** TASK PROMPT **
Render the items from the line containing "Ground aircraft tire in the scene above." down to the line containing "[484,822,534,884]", both included, as a JSON list of strings with one string per line and blank lines omitted.

Data listing:

▽

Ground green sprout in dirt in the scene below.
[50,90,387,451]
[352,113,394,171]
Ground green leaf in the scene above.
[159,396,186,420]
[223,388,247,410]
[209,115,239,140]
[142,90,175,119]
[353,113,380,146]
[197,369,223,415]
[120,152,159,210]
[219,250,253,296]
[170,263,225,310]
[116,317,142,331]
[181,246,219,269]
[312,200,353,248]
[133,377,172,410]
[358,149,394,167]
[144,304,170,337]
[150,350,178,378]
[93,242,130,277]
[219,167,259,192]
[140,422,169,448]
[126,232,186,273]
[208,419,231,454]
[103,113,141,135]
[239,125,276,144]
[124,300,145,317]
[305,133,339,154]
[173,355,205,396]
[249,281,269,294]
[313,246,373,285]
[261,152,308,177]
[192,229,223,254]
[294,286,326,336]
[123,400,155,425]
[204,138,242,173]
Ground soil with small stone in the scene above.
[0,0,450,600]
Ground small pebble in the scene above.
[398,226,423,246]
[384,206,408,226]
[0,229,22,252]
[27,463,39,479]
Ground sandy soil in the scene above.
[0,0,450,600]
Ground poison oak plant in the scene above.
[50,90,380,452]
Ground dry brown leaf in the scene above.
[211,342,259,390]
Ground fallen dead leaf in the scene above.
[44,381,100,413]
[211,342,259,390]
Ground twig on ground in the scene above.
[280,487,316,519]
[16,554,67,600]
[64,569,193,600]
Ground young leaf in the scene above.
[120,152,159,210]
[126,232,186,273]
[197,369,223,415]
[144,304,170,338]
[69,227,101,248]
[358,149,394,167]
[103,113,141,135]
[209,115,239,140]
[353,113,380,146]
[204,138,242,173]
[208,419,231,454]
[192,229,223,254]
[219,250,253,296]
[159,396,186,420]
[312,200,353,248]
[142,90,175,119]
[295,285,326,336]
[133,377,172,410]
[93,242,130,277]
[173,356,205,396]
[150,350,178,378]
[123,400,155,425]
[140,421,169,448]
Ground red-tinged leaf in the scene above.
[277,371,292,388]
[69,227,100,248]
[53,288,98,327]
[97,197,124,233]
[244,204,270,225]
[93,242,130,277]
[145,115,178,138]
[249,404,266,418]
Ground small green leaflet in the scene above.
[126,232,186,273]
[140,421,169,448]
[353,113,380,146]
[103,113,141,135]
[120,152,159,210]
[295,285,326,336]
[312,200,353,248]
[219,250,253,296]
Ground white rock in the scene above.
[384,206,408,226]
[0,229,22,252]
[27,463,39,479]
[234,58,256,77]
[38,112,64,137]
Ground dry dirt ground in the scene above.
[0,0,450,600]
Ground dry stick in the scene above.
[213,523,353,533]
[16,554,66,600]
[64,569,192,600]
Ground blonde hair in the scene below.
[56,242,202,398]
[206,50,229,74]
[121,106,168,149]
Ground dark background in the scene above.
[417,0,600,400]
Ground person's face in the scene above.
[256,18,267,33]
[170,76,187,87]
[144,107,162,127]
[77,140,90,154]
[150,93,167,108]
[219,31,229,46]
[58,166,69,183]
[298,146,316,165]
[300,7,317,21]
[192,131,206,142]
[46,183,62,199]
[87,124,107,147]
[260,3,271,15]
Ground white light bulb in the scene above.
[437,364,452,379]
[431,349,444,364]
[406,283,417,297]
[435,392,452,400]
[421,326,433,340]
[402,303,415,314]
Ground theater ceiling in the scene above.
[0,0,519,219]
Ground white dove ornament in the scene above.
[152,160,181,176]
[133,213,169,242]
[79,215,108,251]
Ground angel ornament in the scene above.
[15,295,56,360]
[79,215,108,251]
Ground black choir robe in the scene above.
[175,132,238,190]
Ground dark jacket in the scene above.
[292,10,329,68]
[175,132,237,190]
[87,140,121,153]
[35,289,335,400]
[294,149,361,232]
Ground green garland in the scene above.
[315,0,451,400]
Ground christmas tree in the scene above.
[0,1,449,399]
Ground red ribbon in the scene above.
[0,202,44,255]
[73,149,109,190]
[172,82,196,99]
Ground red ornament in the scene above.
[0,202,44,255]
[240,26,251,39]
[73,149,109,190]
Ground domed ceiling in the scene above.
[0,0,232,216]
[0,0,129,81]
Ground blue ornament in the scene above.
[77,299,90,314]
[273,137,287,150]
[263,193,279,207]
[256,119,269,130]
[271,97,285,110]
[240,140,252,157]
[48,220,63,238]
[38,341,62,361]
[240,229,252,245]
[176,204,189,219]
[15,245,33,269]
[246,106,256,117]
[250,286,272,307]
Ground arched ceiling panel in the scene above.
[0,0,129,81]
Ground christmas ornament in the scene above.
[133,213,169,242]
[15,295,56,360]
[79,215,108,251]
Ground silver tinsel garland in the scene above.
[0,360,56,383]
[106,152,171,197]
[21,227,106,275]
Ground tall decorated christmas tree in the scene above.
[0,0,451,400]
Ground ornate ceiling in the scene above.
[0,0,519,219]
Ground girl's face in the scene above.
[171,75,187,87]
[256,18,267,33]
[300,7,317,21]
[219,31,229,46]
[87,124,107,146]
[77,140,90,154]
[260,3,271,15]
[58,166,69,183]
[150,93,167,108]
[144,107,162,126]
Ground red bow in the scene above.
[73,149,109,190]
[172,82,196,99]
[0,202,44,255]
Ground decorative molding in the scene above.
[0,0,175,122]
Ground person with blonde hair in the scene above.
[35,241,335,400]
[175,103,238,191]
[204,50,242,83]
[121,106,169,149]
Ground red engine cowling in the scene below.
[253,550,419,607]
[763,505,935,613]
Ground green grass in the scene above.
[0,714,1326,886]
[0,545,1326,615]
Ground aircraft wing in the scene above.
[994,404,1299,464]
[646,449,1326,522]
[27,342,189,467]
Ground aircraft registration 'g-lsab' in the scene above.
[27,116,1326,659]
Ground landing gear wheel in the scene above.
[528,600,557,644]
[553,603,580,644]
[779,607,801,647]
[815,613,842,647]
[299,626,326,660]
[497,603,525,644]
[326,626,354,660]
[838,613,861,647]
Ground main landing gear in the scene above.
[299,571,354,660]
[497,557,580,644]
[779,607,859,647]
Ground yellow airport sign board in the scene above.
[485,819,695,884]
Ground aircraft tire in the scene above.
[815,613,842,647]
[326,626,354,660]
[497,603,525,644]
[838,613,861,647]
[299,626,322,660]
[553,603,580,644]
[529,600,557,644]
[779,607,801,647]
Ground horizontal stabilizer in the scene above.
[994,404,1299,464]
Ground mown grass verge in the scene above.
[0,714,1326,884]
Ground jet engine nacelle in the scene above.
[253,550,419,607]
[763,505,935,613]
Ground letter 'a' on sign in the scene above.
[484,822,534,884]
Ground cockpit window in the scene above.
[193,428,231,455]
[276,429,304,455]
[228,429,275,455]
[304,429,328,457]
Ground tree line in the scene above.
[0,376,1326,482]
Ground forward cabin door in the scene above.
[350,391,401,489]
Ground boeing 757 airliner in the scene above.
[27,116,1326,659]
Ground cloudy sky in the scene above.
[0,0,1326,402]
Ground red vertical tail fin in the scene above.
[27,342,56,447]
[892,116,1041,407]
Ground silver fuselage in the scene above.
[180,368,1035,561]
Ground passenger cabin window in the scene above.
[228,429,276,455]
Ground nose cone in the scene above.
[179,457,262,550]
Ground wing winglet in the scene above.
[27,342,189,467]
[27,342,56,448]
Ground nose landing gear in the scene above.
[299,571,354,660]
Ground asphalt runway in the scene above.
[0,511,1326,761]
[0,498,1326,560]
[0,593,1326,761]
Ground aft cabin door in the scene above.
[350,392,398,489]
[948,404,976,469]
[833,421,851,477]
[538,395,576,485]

△
▽

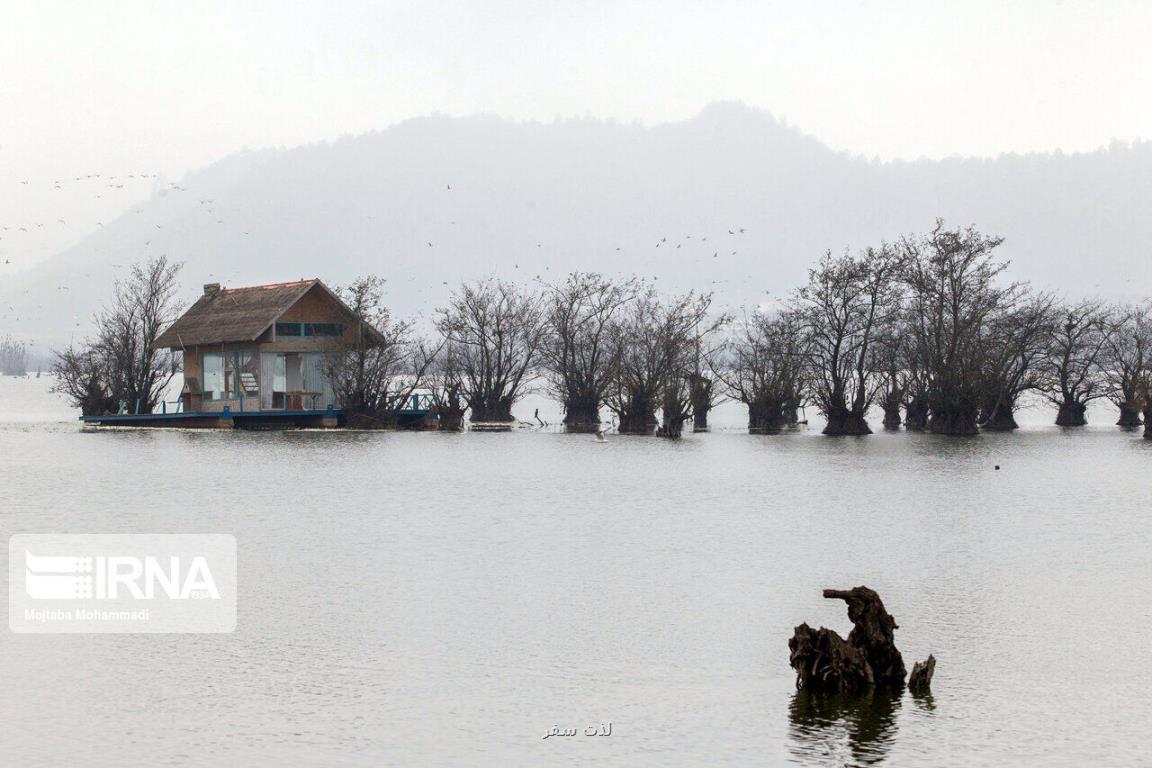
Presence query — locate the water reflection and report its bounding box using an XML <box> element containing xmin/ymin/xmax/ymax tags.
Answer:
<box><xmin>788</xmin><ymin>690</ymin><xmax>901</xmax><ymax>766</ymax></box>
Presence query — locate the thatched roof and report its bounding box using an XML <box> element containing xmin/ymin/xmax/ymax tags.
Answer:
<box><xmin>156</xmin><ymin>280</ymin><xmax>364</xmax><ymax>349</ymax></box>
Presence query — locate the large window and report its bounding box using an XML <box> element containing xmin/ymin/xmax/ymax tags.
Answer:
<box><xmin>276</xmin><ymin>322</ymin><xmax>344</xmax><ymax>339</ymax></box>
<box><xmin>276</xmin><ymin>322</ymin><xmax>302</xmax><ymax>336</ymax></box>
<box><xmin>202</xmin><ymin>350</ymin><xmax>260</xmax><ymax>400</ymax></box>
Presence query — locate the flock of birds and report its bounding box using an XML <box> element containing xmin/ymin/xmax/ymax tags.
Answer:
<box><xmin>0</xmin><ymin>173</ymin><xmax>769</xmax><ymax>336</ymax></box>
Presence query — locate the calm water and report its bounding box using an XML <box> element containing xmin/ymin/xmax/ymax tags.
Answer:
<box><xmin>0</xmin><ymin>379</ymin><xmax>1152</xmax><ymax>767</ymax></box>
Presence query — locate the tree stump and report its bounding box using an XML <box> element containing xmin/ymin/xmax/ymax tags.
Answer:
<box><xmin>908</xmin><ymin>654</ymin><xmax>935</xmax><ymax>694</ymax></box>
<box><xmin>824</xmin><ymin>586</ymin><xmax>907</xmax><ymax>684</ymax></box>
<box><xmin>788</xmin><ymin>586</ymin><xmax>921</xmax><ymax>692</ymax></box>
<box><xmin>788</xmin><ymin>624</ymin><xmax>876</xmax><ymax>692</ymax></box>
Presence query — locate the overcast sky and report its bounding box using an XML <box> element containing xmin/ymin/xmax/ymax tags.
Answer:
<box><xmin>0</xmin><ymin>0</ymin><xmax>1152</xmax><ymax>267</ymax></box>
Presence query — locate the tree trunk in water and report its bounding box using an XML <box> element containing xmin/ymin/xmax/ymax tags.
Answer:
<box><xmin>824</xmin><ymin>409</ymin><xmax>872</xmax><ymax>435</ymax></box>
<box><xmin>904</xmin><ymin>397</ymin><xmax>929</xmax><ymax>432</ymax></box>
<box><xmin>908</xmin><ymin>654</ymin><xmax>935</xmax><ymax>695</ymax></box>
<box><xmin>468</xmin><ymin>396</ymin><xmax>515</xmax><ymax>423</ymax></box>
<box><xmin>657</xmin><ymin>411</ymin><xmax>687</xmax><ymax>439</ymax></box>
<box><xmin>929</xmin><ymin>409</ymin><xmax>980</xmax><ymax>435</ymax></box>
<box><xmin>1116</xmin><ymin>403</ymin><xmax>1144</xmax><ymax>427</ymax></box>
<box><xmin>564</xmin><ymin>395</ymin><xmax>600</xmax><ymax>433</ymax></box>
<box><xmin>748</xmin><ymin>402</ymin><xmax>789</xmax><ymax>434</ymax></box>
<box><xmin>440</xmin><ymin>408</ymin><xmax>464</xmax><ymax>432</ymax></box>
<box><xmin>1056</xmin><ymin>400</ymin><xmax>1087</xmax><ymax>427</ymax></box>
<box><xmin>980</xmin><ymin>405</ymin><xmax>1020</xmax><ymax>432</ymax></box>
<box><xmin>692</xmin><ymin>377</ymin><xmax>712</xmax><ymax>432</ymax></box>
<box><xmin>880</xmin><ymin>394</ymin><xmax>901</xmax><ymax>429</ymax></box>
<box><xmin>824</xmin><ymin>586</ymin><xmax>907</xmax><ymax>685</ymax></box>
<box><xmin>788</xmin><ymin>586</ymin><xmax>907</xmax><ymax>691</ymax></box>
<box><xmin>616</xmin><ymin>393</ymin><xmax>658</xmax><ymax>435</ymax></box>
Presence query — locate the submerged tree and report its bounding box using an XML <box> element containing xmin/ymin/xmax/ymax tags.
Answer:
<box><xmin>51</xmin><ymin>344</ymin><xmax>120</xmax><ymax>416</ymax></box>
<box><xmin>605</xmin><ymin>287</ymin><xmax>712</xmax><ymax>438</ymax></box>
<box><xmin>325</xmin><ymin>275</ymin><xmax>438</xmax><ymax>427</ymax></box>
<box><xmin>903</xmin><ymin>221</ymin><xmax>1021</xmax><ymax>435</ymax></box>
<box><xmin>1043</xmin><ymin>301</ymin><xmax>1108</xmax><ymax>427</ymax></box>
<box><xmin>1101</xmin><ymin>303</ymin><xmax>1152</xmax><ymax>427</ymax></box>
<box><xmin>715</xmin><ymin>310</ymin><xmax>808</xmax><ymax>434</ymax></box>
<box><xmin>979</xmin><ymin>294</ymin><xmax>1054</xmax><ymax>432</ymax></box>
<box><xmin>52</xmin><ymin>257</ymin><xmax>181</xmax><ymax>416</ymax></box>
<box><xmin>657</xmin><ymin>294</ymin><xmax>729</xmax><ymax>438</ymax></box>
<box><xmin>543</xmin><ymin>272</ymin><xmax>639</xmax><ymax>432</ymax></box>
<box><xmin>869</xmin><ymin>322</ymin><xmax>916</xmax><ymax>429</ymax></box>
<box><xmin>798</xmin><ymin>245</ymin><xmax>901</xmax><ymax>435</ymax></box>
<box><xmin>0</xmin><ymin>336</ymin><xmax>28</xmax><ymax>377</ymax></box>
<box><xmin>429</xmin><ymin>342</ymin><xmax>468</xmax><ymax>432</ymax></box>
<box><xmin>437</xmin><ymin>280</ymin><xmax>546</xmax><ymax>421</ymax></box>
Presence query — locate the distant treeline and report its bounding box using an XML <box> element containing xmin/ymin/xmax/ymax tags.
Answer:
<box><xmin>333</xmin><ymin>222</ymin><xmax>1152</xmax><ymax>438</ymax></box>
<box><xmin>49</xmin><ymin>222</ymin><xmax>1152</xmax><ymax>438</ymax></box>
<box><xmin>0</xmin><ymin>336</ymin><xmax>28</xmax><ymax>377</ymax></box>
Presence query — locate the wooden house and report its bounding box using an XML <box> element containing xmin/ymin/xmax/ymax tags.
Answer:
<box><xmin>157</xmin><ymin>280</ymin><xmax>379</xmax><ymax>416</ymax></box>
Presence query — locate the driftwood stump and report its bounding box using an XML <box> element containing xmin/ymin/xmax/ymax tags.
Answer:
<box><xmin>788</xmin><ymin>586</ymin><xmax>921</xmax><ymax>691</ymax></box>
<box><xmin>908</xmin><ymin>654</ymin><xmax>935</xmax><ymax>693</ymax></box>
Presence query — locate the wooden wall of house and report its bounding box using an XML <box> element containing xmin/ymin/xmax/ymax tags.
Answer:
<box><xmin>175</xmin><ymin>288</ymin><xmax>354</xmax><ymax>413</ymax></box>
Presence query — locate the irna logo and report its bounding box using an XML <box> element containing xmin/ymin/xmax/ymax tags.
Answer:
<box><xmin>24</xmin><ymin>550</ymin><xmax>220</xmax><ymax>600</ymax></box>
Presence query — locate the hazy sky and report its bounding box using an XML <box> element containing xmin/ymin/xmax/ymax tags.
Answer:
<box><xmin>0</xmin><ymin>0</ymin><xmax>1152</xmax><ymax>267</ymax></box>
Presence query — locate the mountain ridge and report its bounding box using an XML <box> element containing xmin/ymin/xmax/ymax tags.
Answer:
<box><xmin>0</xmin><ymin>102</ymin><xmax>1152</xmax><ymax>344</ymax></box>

△

** WORKED ANSWER **
[
  "Ground aircraft tire in the scene above.",
  "[815,613,842,647]",
  "[326,626,354,660]",
  "[497,603,525,644]",
  "[838,613,861,647]",
  "[299,626,322,660]",
  "[553,603,580,644]",
  "[529,600,557,644]",
  "[779,607,801,647]",
  "Ground horizontal stabilizer in the scene above.",
  "[994,404,1299,464]",
  "Ground mown grass verge in the scene above.",
  "[0,714,1326,884]",
  "Ground jet engine nacelle in the scene above.",
  "[253,550,419,607]",
  "[763,505,935,613]",
  "Ground letter 'a' on sign in the scene above.",
  "[484,822,534,884]"
]